Pick out every line in the records below that contains the string "shirt" and copy each of those lines. Letter case counts.

Dataset excerpts on pointing at objects:
- - -

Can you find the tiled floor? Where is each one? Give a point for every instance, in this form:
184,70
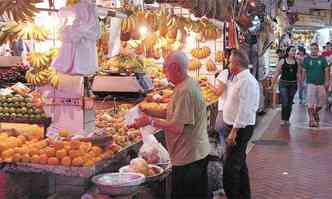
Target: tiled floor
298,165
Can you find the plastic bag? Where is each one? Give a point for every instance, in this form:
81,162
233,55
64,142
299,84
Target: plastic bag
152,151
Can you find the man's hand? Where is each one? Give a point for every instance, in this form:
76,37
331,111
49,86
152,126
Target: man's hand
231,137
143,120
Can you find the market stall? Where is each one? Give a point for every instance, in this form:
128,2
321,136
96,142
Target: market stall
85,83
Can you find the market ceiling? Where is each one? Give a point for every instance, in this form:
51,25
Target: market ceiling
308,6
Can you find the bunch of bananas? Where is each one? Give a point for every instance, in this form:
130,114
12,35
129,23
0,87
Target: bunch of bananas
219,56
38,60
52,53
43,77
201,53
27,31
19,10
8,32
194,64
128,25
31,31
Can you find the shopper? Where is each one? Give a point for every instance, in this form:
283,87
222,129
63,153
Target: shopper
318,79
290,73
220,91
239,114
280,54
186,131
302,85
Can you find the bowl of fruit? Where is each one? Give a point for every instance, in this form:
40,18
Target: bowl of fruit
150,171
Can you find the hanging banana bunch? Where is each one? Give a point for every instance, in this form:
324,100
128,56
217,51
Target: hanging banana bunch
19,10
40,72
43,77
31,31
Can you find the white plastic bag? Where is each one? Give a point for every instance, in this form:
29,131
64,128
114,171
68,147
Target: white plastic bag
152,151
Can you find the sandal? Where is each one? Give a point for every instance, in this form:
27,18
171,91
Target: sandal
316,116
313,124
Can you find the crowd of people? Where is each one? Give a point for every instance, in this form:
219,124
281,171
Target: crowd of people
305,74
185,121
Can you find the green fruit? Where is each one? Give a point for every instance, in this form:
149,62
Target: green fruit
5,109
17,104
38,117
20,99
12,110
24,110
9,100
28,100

- - -

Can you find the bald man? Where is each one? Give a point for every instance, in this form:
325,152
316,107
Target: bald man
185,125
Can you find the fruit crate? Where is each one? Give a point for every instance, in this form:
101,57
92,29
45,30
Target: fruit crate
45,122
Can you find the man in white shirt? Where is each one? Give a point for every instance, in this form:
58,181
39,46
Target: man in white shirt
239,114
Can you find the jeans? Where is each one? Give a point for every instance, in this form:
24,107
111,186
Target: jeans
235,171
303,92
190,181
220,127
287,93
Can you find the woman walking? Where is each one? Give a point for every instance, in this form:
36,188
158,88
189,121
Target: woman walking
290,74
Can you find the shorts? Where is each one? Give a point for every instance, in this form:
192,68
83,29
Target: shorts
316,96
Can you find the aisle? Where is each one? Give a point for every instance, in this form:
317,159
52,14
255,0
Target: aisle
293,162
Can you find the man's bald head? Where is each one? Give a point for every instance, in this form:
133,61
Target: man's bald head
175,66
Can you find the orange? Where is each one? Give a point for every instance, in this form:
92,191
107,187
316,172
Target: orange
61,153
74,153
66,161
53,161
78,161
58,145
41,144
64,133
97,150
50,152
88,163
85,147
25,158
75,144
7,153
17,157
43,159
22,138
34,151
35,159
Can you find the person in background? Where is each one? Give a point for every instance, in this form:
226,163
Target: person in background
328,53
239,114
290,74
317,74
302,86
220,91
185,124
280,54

- - -

Finished answer
Can you find the man in white shirt? Where is each one? Give a point for every instance, in this form:
Target: man in white shirt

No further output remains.